For the beginnings of coffee culture we must go back to the Arabian colony of Harar in Abyssinia, for here it was, about the fifteenth century, that the Arabs, having found the plant growing wild in the Abyssinian highlands, first gave it intensive cultivation. The complete story of the early cultivation of coffee in the old and new worlds is told in chapter II, which deals with the history of the propagation of the coffee plant.

La Roque[314] was the first to tell how the plant was cultivated and the berries prepared for market in Arabia, where it was brought from Abyssinia.

The Arabs raised it from seed grown in nurseries, transplanting it to plantations laid out in the foot-hills of the mountains, to which they conducted the mountain streams by ingeniously constructed small channels to water the roots. They built trenches three feet wide and five feet deep, lining them with pebbles to cause the water to sink deep into the earth with which the trenches were filled, to preserve the moisture from too rapid evaporation. These were so constructed that the water could be turned off into other channels when the fruit began to ripen. In plantations exposed to the south, a kind of poplar tree was planted along the trenches to supply needful shade.

**RECORD LIST**
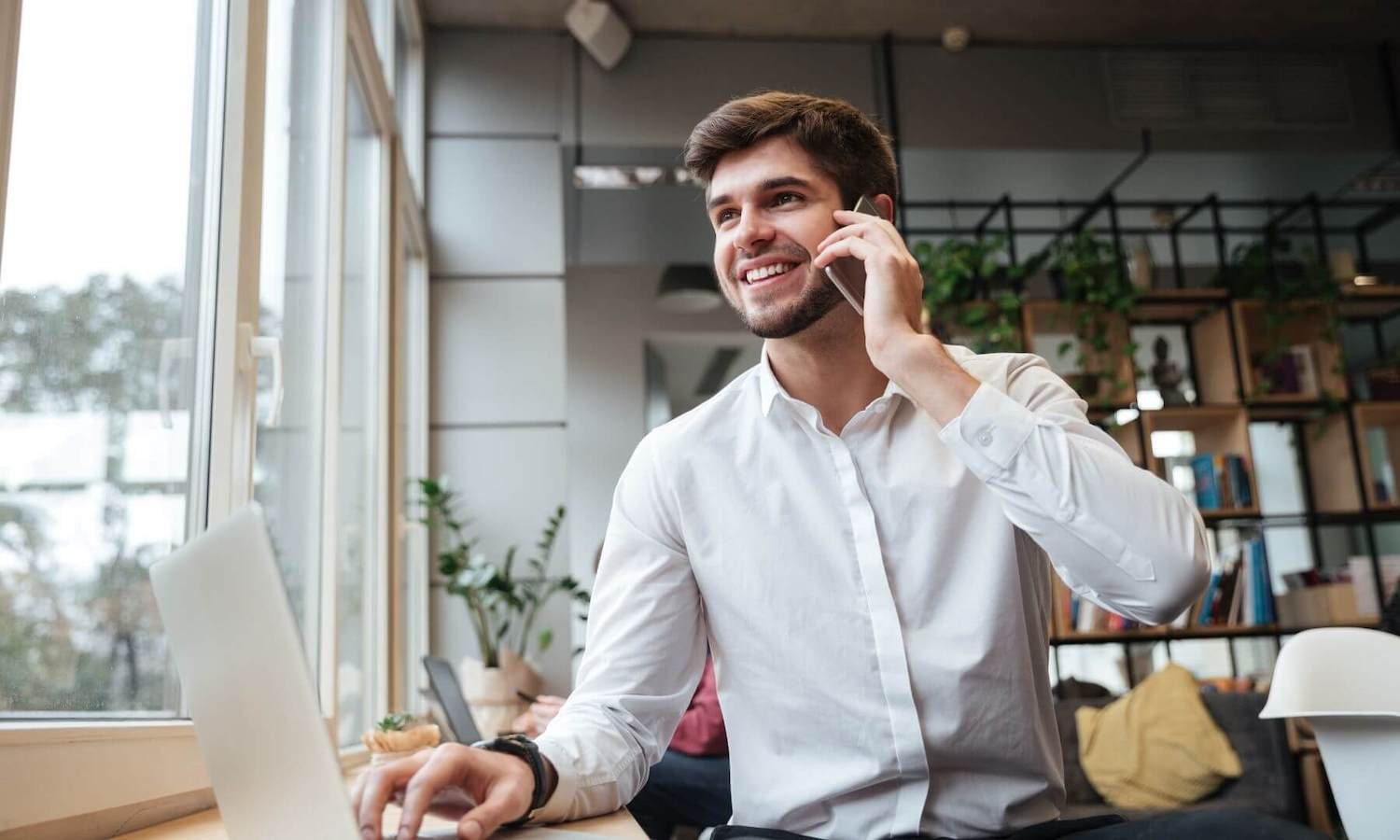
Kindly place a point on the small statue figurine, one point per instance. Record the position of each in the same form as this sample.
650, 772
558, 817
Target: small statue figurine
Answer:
1167, 375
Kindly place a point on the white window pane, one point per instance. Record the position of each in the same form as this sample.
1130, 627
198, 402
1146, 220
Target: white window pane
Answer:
103, 217
1277, 473
293, 296
411, 426
358, 378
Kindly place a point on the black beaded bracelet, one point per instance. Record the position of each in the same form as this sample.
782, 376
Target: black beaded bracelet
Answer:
524, 749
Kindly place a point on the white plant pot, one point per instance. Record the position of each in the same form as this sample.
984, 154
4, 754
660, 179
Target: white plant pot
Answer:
490, 692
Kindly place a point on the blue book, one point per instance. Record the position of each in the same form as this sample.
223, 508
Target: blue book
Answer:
1207, 487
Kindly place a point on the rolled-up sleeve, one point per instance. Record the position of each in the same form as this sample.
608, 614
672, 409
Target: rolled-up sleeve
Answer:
646, 647
1114, 532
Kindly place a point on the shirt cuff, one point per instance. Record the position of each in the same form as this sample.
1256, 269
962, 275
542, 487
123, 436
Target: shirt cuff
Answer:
988, 431
557, 806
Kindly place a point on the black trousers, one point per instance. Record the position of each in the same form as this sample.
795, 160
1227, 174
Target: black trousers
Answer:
1050, 831
1232, 823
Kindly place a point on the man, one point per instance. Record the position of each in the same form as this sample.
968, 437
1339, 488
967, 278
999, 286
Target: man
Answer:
691, 784
859, 528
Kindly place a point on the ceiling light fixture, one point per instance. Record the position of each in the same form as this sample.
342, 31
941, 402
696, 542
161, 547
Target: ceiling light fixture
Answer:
688, 288
599, 30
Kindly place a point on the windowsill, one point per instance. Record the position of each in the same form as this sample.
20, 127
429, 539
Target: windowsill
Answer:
76, 775
17, 733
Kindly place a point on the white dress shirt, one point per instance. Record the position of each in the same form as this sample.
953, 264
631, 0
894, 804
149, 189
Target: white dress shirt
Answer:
876, 602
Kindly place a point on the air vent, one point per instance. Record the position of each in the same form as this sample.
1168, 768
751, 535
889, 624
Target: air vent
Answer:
1228, 90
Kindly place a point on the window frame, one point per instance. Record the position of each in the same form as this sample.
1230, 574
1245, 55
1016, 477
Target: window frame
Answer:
412, 133
77, 773
408, 559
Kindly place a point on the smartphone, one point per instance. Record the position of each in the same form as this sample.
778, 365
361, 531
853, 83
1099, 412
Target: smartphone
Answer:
847, 273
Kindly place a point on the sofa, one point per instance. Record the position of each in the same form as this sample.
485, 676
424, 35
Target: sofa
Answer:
1268, 784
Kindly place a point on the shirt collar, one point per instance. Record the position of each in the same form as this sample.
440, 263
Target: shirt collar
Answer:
770, 388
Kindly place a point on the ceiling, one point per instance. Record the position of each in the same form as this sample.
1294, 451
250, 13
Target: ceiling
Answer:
1304, 22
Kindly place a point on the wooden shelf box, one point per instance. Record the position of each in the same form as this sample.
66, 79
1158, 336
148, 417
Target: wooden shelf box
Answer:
1221, 430
1307, 328
1332, 465
1207, 319
1112, 371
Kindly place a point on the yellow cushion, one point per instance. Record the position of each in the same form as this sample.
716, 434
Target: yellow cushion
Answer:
1155, 748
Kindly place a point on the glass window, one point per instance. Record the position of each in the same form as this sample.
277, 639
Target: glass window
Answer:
287, 473
409, 462
100, 286
356, 448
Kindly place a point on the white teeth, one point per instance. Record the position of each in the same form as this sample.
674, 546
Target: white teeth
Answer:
766, 272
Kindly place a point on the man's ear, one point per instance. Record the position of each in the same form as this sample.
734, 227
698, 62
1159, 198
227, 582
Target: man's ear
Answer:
887, 206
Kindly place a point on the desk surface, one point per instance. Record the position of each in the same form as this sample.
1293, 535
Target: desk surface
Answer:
209, 825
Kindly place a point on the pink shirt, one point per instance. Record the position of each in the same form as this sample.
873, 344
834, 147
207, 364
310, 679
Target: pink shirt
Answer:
702, 727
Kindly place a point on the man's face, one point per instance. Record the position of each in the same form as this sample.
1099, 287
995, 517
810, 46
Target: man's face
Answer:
770, 207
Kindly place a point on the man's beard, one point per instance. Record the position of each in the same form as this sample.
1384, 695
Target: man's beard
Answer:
811, 305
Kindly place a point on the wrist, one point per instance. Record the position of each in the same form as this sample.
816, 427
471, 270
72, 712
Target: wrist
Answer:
899, 356
535, 770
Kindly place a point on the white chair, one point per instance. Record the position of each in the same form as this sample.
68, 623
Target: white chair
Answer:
1346, 682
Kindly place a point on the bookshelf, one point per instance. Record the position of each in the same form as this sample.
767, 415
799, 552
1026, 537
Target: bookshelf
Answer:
1343, 447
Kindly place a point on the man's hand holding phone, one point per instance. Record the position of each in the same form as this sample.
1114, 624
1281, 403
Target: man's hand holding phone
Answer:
893, 288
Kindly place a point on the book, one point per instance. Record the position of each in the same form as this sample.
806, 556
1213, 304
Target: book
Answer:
1223, 483
1262, 584
1307, 367
1207, 486
1281, 372
1239, 481
1364, 582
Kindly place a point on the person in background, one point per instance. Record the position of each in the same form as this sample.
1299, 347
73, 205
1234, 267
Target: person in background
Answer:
691, 784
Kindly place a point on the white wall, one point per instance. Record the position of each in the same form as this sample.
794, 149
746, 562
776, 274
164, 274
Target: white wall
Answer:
496, 220
610, 315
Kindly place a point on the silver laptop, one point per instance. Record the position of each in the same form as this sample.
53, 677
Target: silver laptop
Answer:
248, 688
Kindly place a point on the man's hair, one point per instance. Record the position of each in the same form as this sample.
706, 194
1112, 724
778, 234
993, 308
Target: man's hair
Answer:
845, 143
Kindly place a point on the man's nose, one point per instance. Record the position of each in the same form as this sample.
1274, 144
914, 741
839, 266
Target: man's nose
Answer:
753, 230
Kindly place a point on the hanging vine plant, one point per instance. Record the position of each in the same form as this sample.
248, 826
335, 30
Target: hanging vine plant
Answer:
973, 293
1098, 299
1291, 286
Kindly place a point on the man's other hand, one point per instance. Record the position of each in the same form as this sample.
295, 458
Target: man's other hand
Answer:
498, 784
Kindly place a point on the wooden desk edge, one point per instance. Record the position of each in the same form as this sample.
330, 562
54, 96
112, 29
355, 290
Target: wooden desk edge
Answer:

**GIVEN INSTRUCTION 1**
Write out everything in the coffee passage from "For the beginnings" down to "the coffee plant.", copied word for word.
**GIVEN INSTRUCTION 2**
Please repeat everything in the records from the line containing "Kindly place a point on the man's other" down to the end of the records, requests included. Multiply each answer coordinate by 0.3 and round it to a whole number, with halves rounding up.
The coffee passage and the records have nothing to do with each other.

**WORKED ANSWER 1**
For the beginnings of coffee culture we must go back to the Arabian colony of Harar in Abyssinia, for here it was, about the fifteenth century, that the Arabs, having found the plant growing wild in the Abyssinian highlands, first gave it intensive cultivation. The complete story of the early cultivation of coffee in the old and new worlds is told in chapter II, which deals with the history of the propagation of the coffee plant.

**WORKED ANSWER 2**
Kindly place a point on the man's other hand, one point per instance. Record the position of each in the same form as this sample.
295, 458
Target: man's other hand
Answer:
149, 235
Kindly place a point on the wooden desk edge, one point per instance. Record the position of each in the same form as this sample.
330, 562
54, 96
112, 29
355, 290
Target: wooden desk edge
Answer:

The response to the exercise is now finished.